▶ [EXERCISE PROMPT] Could you transcribe every one of the entries below word for word, leaving out the pictures?

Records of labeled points
## start
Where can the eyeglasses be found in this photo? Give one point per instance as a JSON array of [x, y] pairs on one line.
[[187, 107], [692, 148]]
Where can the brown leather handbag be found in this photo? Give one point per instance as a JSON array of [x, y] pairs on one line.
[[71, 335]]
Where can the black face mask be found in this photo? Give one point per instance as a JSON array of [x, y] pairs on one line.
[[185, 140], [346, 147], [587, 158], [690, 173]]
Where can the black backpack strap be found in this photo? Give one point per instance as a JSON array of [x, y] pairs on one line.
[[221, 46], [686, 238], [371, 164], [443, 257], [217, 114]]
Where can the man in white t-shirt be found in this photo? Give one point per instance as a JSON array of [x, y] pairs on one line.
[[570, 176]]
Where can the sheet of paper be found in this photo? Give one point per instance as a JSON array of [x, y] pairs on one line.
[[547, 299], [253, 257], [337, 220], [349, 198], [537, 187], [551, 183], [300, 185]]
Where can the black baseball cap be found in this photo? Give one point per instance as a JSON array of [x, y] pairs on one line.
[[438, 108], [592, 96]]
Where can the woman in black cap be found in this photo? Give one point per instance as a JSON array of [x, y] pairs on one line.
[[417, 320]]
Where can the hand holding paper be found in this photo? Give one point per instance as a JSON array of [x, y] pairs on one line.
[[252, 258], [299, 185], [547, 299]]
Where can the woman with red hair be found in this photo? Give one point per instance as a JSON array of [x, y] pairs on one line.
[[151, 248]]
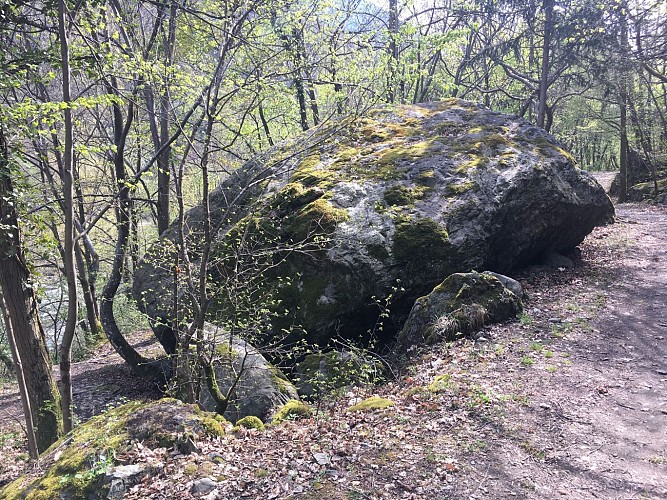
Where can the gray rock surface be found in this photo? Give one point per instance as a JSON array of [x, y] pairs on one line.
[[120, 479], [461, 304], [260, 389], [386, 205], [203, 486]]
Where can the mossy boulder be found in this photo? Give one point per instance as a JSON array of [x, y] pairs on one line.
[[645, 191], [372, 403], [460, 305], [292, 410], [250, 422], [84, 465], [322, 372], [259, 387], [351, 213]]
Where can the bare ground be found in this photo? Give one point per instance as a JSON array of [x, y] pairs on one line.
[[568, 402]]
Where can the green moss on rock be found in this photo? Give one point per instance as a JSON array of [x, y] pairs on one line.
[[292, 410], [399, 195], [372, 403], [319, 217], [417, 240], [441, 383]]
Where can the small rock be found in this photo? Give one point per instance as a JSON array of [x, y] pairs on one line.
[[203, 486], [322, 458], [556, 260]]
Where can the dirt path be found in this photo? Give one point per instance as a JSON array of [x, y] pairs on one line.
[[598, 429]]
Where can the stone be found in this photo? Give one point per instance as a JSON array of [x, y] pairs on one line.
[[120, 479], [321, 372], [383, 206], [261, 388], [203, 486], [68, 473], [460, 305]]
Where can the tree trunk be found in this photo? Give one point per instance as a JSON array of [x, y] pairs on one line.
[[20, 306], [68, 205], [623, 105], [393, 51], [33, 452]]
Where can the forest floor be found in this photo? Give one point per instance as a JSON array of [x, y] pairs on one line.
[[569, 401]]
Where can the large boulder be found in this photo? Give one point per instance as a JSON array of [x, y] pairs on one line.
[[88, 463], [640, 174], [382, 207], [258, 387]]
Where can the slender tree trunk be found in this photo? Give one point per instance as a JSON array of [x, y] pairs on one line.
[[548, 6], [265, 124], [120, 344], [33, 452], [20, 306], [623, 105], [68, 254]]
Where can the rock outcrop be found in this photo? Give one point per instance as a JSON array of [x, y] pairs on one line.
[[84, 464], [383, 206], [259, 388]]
## end
▶ [WORKED SOLUTION]
Where can the eyeglasses be found in this photo? Give one point per instance as a JSON array of [x, y] pairs on one line.
[[187, 107], [692, 148]]
Where can the brown leather handbag be found in this photo? Give one point per instance as a JSON array of [x, y] pairs on one line.
[[71, 335]]
Where can the black face mask be found in this photo? Give one point per instance as a JSON array of [x, y] pairs on one line.
[[185, 140], [346, 147], [587, 158], [690, 173]]
Where can the black backpack strap be found in this photo? Give one point per instance as a JSON array of [x, y] pairs on one line.
[[221, 46], [686, 238], [371, 164], [443, 257], [217, 114]]
Where can the man in white t-shirt be found in this photo? Give one point per instance as a JSON array of [x, y] pairs on one line.
[[570, 176]]
Where can the sheet of paper be found in this photo? Give one point per instance as a JSON array of [x, y] pairs on one line.
[[547, 299], [253, 257], [337, 220], [349, 198], [537, 187], [551, 183], [300, 185]]
Where can the black baseball cap be found in this photo? Give one point per instance as a JSON array of [x, y] pairs on one line.
[[438, 108], [592, 96]]
Where can the woman in black cap be found in this photo? Give one point per instance as a JSON array of [x, y] pairs on one line.
[[417, 320]]
Where can the hand holding paper be found in this photo? Give one point per instance as a JSON array of [x, y] pairs on one line.
[[252, 258], [299, 185], [547, 299]]
Where can the woman with red hair be found in this photo? Give one point per instance as a JSON array of [x, y] pairs on one line.
[[151, 248]]
Where can the gray rock surface be found in this photo? Give one point per instance as a JSON array of [x, y] pairs on one line.
[[120, 479], [461, 304], [260, 389], [386, 205], [203, 486]]
Where can the mossy boulder be found in this photo? Give one point per instance as a JSON array of [x, y] pairs on one line.
[[645, 191], [372, 403], [460, 305], [292, 410], [250, 422], [84, 465], [322, 372], [259, 387], [351, 213]]
Where can the bare ground be found in this photo? Give one point per instance as a JSON array of [x, y] pairs on one line.
[[568, 402]]
Where can the green moss on rock be found in this photo? Give one point per instance as a JSON array of [x, y] pairs on one line.
[[292, 410], [399, 195], [372, 403], [319, 217], [417, 240], [441, 383]]
Where can the small rock be found in this photo? Give one point per instance as a JSON array of [x, y] pairs on one line.
[[203, 486], [322, 458], [556, 260]]
Where can the dirt path be found in this photo? Give one point per instance as a JSON array of [x, y] pairs on one line.
[[598, 429]]
Where can the stone be found in this photo? Give one point per instance as a JSON array of [x, y] pairs on one line.
[[120, 479], [321, 372], [383, 206], [261, 388], [203, 486], [68, 473], [460, 305]]
Where can the tree trunk be found in this photo? Give one point per instance as a JSON array of [x, y] pairs on one line.
[[20, 306], [68, 205], [623, 105], [393, 51], [33, 452]]
Where can the forest floor be found in this photo? Give one point per instance as a JSON array of [x, y] pairs on one line.
[[569, 401]]
Where can the large boulder be found in this photo? Give one point per instance as a JSON array of [x, y] pairs on one line.
[[88, 463], [640, 174], [382, 207], [258, 387]]
Where can the slender tree trunk be found in this photo? Give one point per instance as a JSON array of [x, y] pairs on one line.
[[548, 6], [265, 124], [120, 344], [33, 452], [20, 306], [623, 105], [68, 254]]
Where can the rock outcrop be found in this photo? Give one point per instance as a JSON array of [x, y] pairs on one line.
[[84, 464], [383, 206], [259, 388]]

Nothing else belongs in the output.